** Start of Text shown **
Even after his release, he still feels unsafe. “They told me I was still under surveillance… I live in fear, I restrict my movement. My children who are far from me, I cannot see, I fear being kidnapped and killed. I don’t know what to do.”
Another journalist, Joseph Afandi, arrested in December 2015, was held for two and a half months, allegedly in connection with an article he wrote for the newspaper El Tabeer criticizing the ruling Sudan People’s Liberation Movement. He was beaten and otherwise abused in detention.
Another journalist who worked for the United Nations radio Miraya, George Livio, was arrested in Wau on August 22, 2014, and then detained at the Blue House. He was released on May 26, 2017, after two and a half years in detention without charge.
The security service has also been implicated in enforced disappearances. Dong Samuel Luak, a human rights lawyer and a vocal critic of the government, and Aggrey Idri, a member of the political opposition, were abducted in Nairobi, Kenya on January 23 and 24, 2017, respectively. Witnesses told Human Rights Watch they saw the men at the NSS headquarters in Juba on January 27, 2017, before they were moved to a different location. Their current whereabouts and situation remain unknown. Kenyan and South Sudanese authorities have denied holding them.
Two UN national staff members were also forcibly disappeared. National security agents arrested them in 2014, and they were last seen at the Riverside detention facility in January 2016.
In May 2017, Salva Kiir announced that he would release all political prisoners, but human rights monitors report that dozens of people remain detained without charge in the NSS headquarters and other detention sites in Juba.
Authorities should release all unlawfully held detainees and uphold all detainees’ basic due process protections such as for access to a lawyer and family visits. The government should also initiate prompt, effective and impartial investigations into the security agency’s detention practices and revise elements of the NSS Act that violate human rights, Human Rights Watch said.
The Act, which came into force in March 2015, grants the agency sweeping powers of search, seizure, arrest, and detention. It does not guarantee those deprived of liberty the right to counsel or to be tried within a reasonable period of time, or specify that detainees may only be held in official places of detention. The law also does not explicitly prohibit ill treatment and torture or proscribe the use of force by its officials.
The 2015 peace agreement, the Agreement on Resolution of Conflict in South Sudan, requires revision of the National Security Service Act by a National Constitution Amendment Committee. The committee started drafting amendments in November 2017 but has yet to finalize this process.
“South Sudanese authorities should release everyone being held arbitrarily and change the way the national security agency operates,” Henry said. “National Security officials should be subject to the same oversight as all security forces and held accountable for their abuses.
** End of Text shown **
** Start of Extracted entries **
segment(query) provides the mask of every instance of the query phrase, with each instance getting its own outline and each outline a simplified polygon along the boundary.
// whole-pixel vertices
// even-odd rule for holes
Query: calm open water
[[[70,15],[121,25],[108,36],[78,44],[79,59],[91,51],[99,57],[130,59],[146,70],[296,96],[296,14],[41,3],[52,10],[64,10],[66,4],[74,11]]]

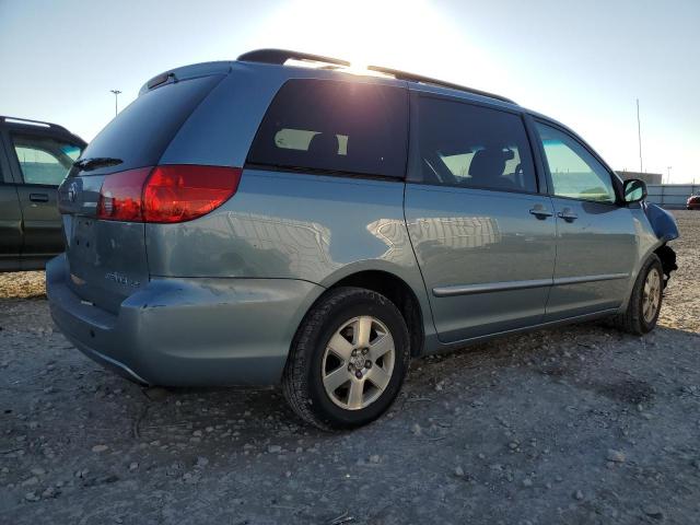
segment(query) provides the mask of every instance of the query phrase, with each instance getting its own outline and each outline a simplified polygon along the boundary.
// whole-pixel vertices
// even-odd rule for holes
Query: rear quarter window
[[[290,80],[256,133],[248,163],[404,177],[408,93],[380,84]]]

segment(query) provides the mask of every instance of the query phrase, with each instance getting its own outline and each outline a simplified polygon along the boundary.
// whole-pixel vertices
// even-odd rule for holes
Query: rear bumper
[[[293,279],[152,279],[117,315],[81,302],[65,255],[46,266],[51,316],[98,363],[164,386],[267,385],[282,376],[324,288]]]

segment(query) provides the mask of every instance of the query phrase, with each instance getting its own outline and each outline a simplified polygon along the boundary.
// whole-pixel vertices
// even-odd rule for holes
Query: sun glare
[[[384,66],[475,86],[500,77],[495,61],[428,0],[300,0],[271,13],[266,26],[260,47],[342,58],[358,73]]]

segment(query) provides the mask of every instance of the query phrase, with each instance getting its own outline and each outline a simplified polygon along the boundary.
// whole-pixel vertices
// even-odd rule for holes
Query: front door
[[[611,173],[565,130],[536,124],[557,213],[557,265],[546,320],[618,307],[637,257],[630,210]]]
[[[61,139],[10,133],[22,183],[18,194],[24,219],[22,259],[44,259],[63,252],[61,217],[58,212],[57,188],[80,147]]]
[[[18,268],[21,249],[22,211],[0,136],[0,271]]]
[[[522,116],[416,96],[405,211],[443,342],[541,322],[555,268],[551,200]]]

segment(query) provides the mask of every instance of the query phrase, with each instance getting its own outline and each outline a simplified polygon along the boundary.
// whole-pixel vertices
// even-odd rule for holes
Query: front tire
[[[658,320],[663,296],[664,269],[652,254],[637,276],[627,310],[615,318],[616,326],[635,336],[649,334]]]
[[[323,430],[366,424],[396,398],[410,360],[401,313],[361,288],[330,290],[292,343],[282,387],[292,409]]]

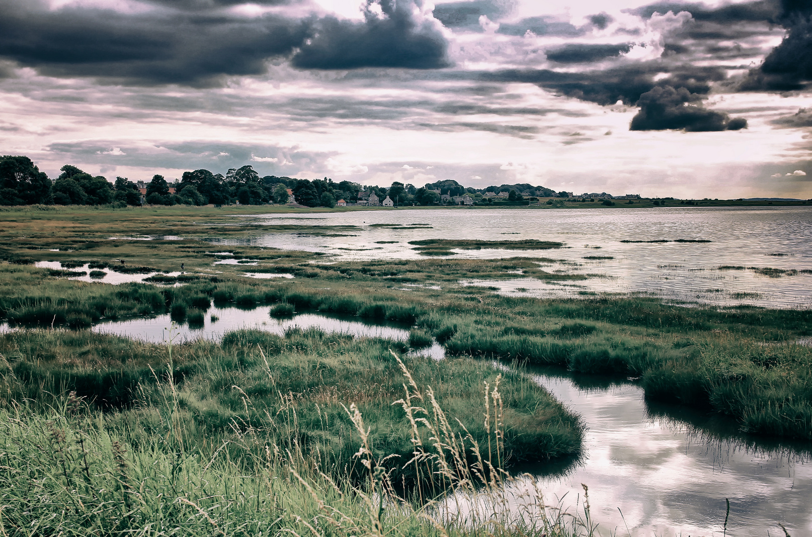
** End of Extracted entries **
In the text on South Sudan's security service, when was George Livio released from detention?

May 26, 2017